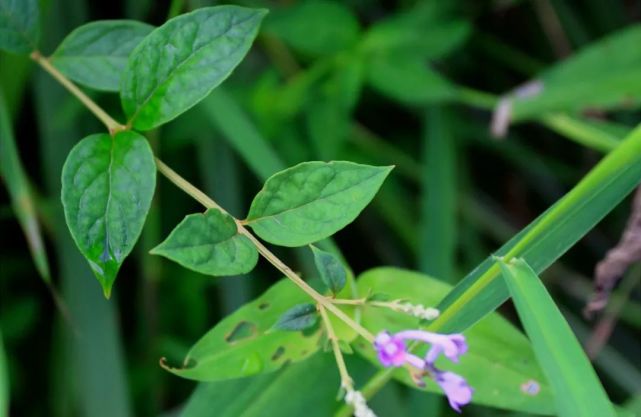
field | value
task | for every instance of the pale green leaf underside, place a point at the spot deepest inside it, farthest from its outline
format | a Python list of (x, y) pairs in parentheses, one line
[(107, 187), (313, 200), (209, 243), (96, 54), (19, 25), (245, 343), (179, 63), (578, 391), (499, 361)]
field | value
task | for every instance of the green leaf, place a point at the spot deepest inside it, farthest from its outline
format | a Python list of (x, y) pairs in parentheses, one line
[(4, 382), (209, 243), (313, 200), (499, 364), (299, 317), (332, 272), (407, 78), (245, 343), (96, 54), (182, 61), (19, 30), (578, 391), (107, 186), (316, 27), (602, 75), (22, 200), (548, 237)]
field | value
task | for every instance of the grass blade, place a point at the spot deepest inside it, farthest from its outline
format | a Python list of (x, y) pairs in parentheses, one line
[(578, 391)]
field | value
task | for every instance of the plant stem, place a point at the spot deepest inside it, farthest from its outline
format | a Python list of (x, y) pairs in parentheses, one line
[(206, 201), (112, 125), (346, 380)]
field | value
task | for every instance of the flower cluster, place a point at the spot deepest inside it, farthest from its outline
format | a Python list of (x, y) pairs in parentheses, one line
[(418, 310), (392, 351), (357, 401)]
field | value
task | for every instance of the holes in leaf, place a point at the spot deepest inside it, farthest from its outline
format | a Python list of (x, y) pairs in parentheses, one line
[(279, 353), (243, 330)]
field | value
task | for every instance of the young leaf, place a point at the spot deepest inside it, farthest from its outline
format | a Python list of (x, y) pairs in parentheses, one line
[(179, 63), (578, 391), (332, 272), (299, 317), (209, 243), (499, 363), (107, 186), (313, 200), (19, 25), (96, 54), (245, 343)]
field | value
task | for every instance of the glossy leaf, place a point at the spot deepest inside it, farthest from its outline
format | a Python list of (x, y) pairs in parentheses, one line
[(499, 364), (19, 20), (313, 200), (328, 27), (96, 54), (299, 317), (245, 342), (209, 243), (182, 61), (14, 176), (331, 270), (548, 237), (578, 391), (107, 186), (602, 75)]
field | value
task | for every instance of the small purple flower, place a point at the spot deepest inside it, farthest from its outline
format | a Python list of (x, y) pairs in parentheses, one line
[(392, 351), (456, 389)]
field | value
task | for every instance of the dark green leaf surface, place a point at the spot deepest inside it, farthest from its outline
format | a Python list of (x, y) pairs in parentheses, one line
[(331, 270), (19, 29), (313, 200), (328, 27), (179, 63), (299, 317), (577, 389), (209, 243), (549, 236), (498, 364), (107, 186), (22, 201), (246, 343), (96, 54)]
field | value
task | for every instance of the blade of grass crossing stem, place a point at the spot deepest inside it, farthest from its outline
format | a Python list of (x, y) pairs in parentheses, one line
[(94, 353), (549, 236), (241, 134), (578, 391), (22, 201), (438, 199), (4, 382)]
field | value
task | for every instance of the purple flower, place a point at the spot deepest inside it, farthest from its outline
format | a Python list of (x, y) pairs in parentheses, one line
[(456, 389)]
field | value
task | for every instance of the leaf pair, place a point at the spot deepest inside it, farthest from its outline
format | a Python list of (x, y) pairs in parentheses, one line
[(296, 207)]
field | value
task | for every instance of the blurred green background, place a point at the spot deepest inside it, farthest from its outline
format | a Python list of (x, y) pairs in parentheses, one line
[(409, 83)]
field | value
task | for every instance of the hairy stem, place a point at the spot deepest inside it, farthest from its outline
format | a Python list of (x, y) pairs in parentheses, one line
[(346, 380), (203, 199), (112, 125)]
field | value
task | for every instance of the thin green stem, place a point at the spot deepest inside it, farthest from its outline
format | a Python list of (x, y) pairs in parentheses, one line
[(266, 253), (112, 125)]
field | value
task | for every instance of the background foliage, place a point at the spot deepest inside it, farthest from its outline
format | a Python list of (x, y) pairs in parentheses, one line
[(406, 83)]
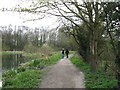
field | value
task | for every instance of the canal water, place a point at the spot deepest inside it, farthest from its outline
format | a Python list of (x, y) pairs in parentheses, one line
[(12, 61)]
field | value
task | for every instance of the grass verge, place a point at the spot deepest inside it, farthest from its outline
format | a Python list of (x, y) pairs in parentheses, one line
[(28, 75), (94, 80)]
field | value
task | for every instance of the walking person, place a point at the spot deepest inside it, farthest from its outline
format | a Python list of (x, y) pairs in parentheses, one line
[(67, 52), (62, 52)]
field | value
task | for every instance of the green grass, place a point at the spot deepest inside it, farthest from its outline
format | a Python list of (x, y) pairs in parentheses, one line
[(94, 80), (27, 79), (28, 75)]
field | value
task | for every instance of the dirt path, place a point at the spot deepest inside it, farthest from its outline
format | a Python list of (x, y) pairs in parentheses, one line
[(63, 75)]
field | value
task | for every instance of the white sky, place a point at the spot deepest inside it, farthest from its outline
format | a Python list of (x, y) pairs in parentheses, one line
[(16, 18)]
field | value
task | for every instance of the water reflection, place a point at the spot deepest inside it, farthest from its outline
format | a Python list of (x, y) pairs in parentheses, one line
[(10, 61)]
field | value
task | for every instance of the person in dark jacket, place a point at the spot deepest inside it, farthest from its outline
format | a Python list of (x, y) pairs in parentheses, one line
[(62, 52), (67, 52)]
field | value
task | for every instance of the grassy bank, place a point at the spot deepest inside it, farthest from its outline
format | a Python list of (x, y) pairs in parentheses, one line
[(29, 74), (94, 80)]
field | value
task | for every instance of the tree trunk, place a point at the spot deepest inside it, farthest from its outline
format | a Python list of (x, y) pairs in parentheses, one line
[(93, 52)]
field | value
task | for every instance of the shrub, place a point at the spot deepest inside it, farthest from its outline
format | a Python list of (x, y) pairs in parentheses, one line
[(94, 80)]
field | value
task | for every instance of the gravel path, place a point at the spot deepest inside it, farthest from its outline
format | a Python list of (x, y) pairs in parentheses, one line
[(63, 75)]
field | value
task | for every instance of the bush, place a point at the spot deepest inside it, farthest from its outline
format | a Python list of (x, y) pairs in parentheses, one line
[(94, 80), (21, 69)]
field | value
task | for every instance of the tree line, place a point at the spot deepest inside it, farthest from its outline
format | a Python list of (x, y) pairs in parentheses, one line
[(95, 27)]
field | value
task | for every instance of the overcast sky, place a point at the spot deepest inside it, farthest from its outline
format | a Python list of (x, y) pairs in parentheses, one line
[(16, 18)]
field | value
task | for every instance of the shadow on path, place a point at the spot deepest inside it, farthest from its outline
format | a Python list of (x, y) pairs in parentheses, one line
[(63, 75)]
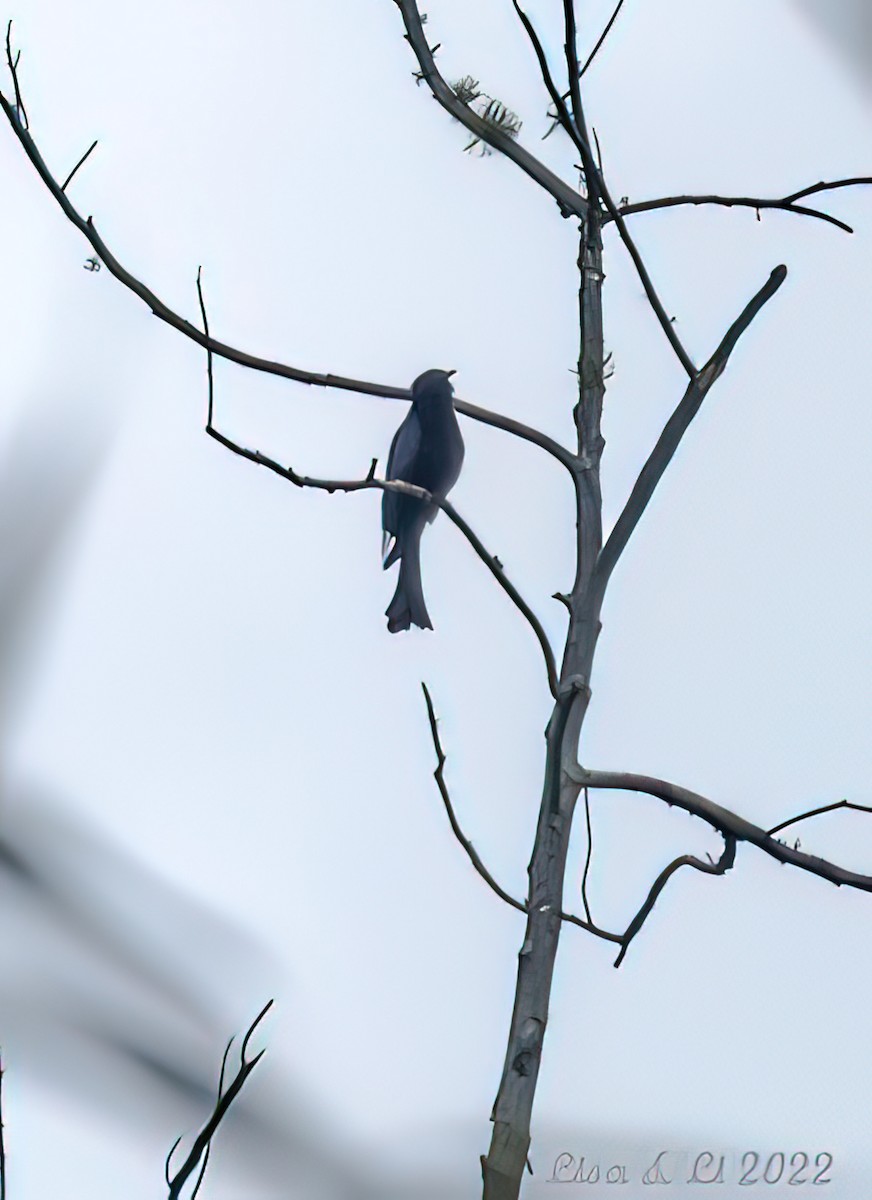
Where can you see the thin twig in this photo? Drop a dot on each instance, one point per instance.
(163, 312)
(725, 821)
(602, 37)
(221, 1108)
(22, 115)
(209, 1147)
(209, 349)
(720, 868)
(674, 430)
(816, 813)
(66, 181)
(590, 58)
(471, 853)
(563, 118)
(821, 186)
(2, 1143)
(749, 202)
(589, 856)
(359, 485)
(571, 52)
(438, 775)
(567, 199)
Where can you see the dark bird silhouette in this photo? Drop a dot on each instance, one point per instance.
(427, 450)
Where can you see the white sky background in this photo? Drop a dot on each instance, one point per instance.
(212, 690)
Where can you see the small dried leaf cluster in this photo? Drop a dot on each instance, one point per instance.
(493, 112)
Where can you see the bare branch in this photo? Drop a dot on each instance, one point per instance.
(438, 775)
(787, 204)
(817, 813)
(222, 1105)
(674, 430)
(828, 187)
(163, 312)
(588, 857)
(210, 377)
(567, 199)
(647, 283)
(720, 868)
(471, 853)
(358, 485)
(82, 160)
(725, 821)
(208, 1152)
(20, 117)
(590, 58)
(563, 117)
(2, 1143)
(602, 37)
(571, 52)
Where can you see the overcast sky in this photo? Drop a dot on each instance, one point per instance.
(210, 736)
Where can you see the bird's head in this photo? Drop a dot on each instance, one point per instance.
(433, 384)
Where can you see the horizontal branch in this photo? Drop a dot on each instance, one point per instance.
(787, 203)
(252, 361)
(420, 493)
(674, 430)
(725, 821)
(567, 199)
(817, 813)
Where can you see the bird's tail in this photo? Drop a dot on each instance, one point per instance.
(408, 606)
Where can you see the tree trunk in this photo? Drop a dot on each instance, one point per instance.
(504, 1165)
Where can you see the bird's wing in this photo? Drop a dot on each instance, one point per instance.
(401, 462)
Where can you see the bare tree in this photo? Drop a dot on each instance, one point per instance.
(494, 129)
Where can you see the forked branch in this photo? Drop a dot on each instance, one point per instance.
(370, 483)
(163, 312)
(623, 940)
(199, 1151)
(674, 430)
(567, 199)
(725, 821)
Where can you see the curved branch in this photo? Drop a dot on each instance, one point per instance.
(828, 187)
(725, 821)
(563, 117)
(438, 775)
(567, 199)
(817, 813)
(164, 313)
(222, 1105)
(588, 61)
(720, 868)
(747, 202)
(360, 485)
(674, 430)
(602, 37)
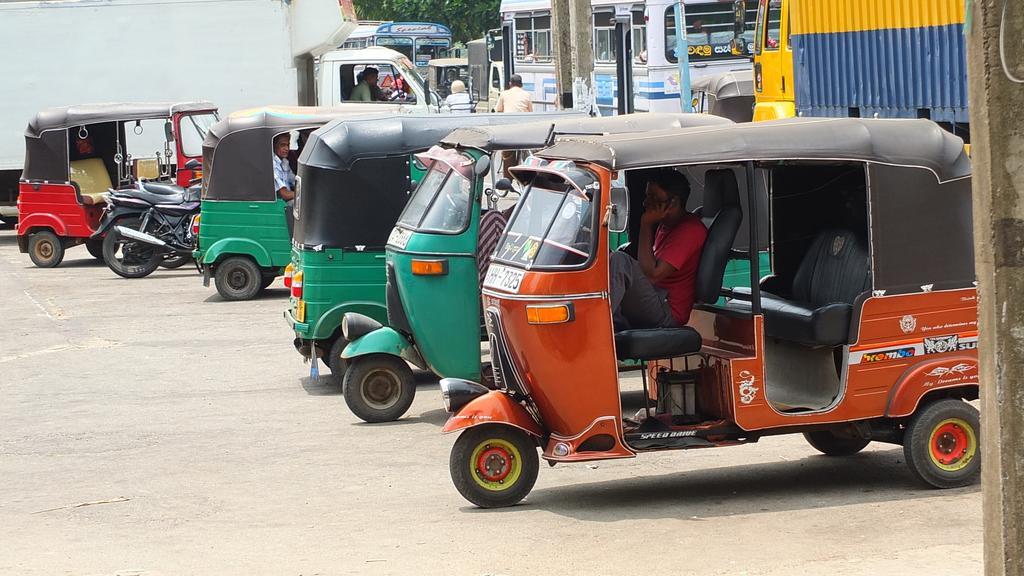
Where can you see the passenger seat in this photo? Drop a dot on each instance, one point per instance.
(835, 271)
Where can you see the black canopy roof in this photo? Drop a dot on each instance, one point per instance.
(355, 173)
(342, 142)
(536, 134)
(69, 116)
(237, 151)
(901, 142)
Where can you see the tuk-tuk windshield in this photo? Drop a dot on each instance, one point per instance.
(552, 228)
(441, 202)
(194, 129)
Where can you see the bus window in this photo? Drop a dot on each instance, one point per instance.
(605, 49)
(532, 38)
(709, 30)
(398, 43)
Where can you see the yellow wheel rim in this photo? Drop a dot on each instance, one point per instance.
(496, 464)
(952, 445)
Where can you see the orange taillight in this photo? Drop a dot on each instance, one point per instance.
(429, 268)
(549, 314)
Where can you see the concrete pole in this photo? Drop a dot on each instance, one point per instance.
(582, 16)
(561, 32)
(996, 94)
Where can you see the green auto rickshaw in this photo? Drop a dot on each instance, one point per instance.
(244, 237)
(354, 178)
(437, 256)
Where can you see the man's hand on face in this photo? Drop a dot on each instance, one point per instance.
(653, 214)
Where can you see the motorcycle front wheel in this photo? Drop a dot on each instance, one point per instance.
(130, 258)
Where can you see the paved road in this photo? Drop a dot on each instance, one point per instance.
(148, 427)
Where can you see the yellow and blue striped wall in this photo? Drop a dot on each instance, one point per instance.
(894, 58)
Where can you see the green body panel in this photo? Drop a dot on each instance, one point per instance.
(336, 282)
(382, 340)
(257, 230)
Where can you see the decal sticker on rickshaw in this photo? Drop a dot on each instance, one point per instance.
(748, 393)
(398, 238)
(961, 368)
(941, 344)
(950, 327)
(907, 324)
(890, 355)
(504, 278)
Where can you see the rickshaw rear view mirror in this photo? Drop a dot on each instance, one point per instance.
(502, 188)
(482, 165)
(619, 209)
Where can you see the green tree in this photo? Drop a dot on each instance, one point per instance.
(467, 18)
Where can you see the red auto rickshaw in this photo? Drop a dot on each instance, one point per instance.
(865, 329)
(75, 155)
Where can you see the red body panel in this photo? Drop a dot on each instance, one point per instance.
(56, 207)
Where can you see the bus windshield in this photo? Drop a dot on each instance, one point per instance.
(553, 227)
(710, 31)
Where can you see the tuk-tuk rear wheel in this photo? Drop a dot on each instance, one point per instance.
(45, 249)
(379, 387)
(941, 444)
(238, 278)
(832, 444)
(494, 465)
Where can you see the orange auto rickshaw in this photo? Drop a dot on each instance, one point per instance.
(865, 330)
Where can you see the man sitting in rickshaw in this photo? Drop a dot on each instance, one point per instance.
(657, 288)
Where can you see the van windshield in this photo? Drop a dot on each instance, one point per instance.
(441, 202)
(552, 228)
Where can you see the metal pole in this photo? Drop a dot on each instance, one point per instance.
(995, 65)
(683, 56)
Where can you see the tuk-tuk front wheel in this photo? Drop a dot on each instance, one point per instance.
(832, 444)
(941, 444)
(238, 278)
(494, 465)
(378, 387)
(45, 249)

## WHAT YOU SHOULD DO
Reproduce the items verbatim, starting at the very beginning and stopping after the line that contains "391), (499, 361)]". Omit the pictures.

## EXERCISE RESULT
field | value
task | for every instance of the pale green leaf underside, place a point at the spot deepest inside it, farthest from its outline
format | a Python list of (x, y) pairs in parentheses, one line
[(107, 187), (313, 200), (209, 243), (96, 54), (19, 25), (245, 343), (179, 63), (578, 391), (499, 361)]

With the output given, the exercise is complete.